> **Exercise prompt**: Count the lines in the rows below that contain the string "hair", with case significant. Return only the count.

> **Point placement records**:

□ □ □

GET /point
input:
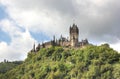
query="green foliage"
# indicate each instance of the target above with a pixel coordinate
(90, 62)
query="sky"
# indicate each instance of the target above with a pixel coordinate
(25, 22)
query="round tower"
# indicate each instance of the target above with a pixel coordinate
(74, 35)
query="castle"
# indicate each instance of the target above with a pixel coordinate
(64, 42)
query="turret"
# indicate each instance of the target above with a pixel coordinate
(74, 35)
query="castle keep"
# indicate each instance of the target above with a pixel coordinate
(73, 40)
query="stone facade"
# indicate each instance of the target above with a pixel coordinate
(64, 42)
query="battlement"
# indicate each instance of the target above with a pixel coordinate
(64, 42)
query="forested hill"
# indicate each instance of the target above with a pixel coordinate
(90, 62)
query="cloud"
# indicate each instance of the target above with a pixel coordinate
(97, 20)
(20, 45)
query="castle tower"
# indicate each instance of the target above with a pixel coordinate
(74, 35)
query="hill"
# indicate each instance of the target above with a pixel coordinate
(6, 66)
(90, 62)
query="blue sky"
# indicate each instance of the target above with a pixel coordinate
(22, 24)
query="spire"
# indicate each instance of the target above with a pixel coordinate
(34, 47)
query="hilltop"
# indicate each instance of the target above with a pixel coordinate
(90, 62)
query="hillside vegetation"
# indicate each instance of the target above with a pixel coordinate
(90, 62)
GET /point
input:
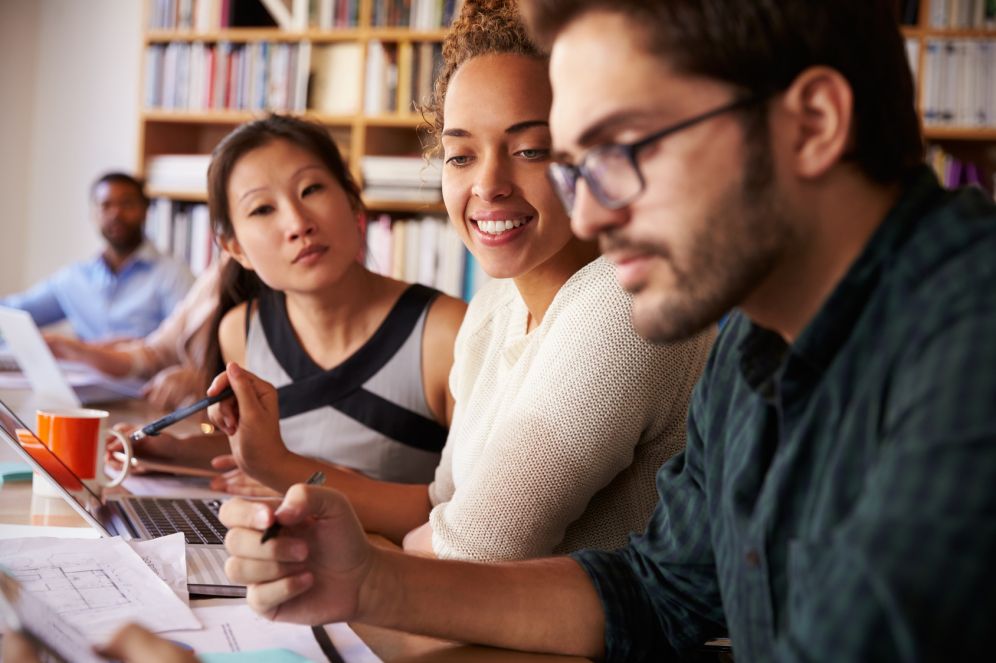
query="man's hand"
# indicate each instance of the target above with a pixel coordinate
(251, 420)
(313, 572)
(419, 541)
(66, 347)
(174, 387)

□ □ □

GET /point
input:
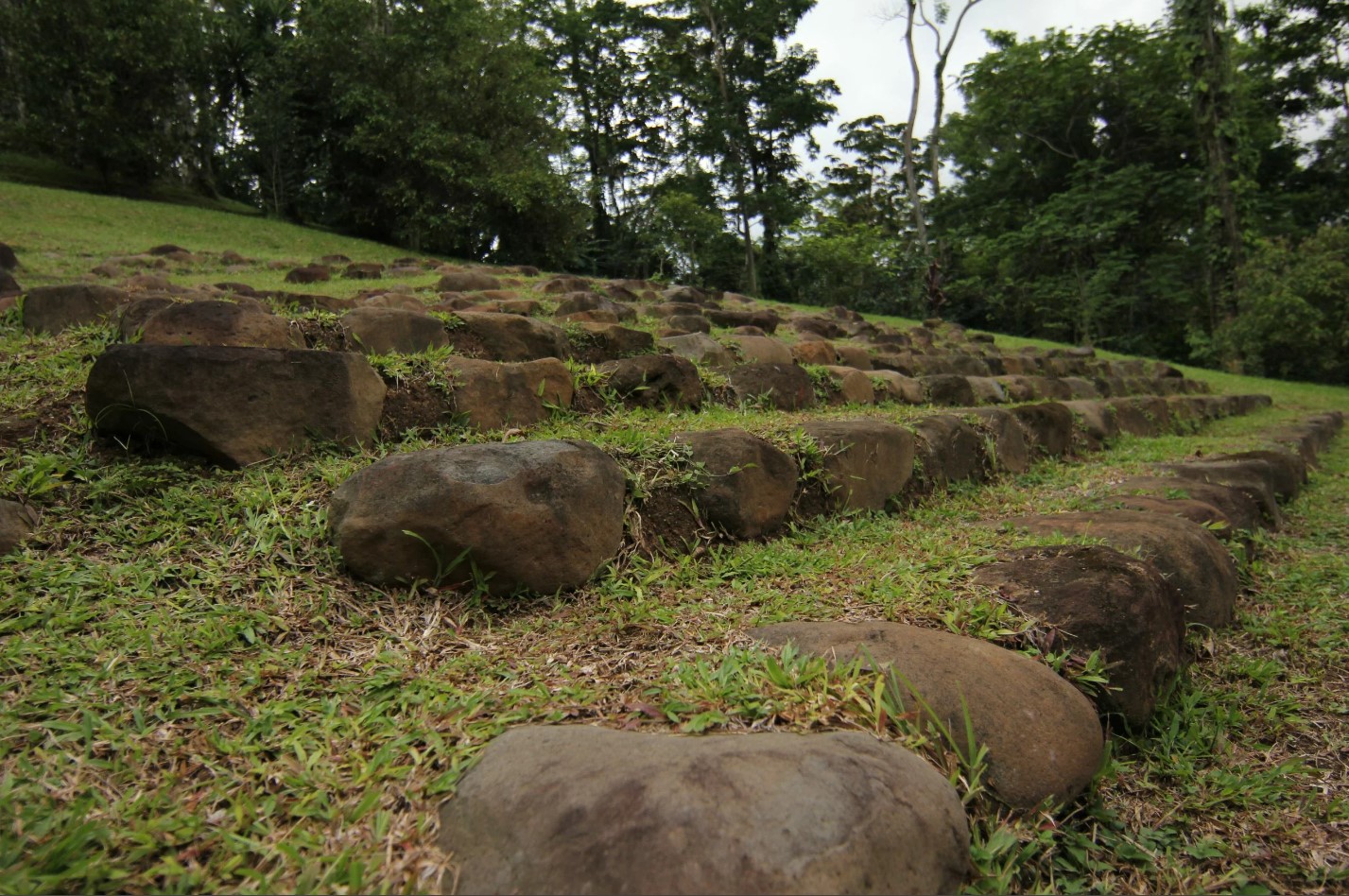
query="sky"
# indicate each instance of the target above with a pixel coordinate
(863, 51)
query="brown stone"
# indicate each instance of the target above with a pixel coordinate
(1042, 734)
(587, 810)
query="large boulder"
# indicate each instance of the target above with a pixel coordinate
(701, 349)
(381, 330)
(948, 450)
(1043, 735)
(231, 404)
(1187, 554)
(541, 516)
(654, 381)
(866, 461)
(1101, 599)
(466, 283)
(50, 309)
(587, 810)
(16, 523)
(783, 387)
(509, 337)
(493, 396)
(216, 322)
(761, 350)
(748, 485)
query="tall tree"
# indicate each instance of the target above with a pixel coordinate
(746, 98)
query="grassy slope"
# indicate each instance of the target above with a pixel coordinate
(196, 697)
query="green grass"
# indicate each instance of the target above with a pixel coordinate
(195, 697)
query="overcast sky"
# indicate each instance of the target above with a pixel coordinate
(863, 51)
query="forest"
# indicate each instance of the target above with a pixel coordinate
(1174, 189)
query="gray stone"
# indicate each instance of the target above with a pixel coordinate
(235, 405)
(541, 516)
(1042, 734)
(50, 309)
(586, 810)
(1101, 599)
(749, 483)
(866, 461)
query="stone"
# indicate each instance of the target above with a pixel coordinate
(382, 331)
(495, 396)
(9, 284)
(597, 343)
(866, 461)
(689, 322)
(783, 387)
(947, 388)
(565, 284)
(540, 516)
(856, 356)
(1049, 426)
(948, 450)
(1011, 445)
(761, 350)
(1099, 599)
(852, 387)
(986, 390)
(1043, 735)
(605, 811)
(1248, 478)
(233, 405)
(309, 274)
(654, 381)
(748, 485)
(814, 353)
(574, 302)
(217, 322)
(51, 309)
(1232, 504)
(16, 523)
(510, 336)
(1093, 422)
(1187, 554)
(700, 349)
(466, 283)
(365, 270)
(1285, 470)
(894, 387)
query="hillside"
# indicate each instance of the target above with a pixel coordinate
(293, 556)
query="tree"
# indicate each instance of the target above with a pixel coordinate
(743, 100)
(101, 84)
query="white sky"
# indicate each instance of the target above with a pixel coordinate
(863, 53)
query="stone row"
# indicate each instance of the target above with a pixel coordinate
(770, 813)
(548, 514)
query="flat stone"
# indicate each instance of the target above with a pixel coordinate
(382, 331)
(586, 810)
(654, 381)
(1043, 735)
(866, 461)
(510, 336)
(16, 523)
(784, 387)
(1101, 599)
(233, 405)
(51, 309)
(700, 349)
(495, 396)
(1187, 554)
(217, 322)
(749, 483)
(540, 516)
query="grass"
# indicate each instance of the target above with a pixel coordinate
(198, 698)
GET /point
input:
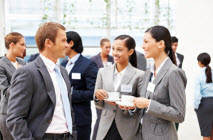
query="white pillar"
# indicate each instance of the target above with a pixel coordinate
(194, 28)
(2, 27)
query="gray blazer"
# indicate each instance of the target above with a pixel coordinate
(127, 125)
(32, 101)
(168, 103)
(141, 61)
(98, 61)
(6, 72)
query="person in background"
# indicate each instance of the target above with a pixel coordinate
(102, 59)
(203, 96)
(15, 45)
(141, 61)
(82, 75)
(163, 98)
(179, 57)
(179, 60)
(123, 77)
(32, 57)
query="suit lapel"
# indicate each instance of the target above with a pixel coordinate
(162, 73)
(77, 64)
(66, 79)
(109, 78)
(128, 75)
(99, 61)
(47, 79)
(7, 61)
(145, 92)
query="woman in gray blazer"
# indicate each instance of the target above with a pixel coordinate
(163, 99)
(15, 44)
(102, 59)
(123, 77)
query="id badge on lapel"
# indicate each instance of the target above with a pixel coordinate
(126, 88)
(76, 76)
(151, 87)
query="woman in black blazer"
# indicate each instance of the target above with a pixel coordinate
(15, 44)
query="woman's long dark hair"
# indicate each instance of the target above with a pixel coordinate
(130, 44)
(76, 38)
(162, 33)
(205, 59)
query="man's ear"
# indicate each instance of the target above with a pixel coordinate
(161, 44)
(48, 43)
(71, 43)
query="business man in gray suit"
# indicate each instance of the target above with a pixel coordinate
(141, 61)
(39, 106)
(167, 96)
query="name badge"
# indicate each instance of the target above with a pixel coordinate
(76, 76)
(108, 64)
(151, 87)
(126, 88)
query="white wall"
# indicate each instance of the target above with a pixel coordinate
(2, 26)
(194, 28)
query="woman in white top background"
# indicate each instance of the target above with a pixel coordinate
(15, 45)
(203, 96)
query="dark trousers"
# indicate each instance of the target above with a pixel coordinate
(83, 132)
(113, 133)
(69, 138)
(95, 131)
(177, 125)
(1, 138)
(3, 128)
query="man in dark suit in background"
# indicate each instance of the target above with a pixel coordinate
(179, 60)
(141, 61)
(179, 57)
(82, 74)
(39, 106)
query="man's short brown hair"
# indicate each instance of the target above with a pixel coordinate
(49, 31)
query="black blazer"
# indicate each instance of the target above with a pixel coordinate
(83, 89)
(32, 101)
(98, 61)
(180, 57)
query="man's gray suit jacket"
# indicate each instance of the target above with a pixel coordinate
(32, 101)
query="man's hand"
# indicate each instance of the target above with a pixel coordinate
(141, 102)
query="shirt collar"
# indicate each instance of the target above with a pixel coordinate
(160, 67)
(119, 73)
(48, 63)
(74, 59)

□ □ □

> **Response for this exercise**: 2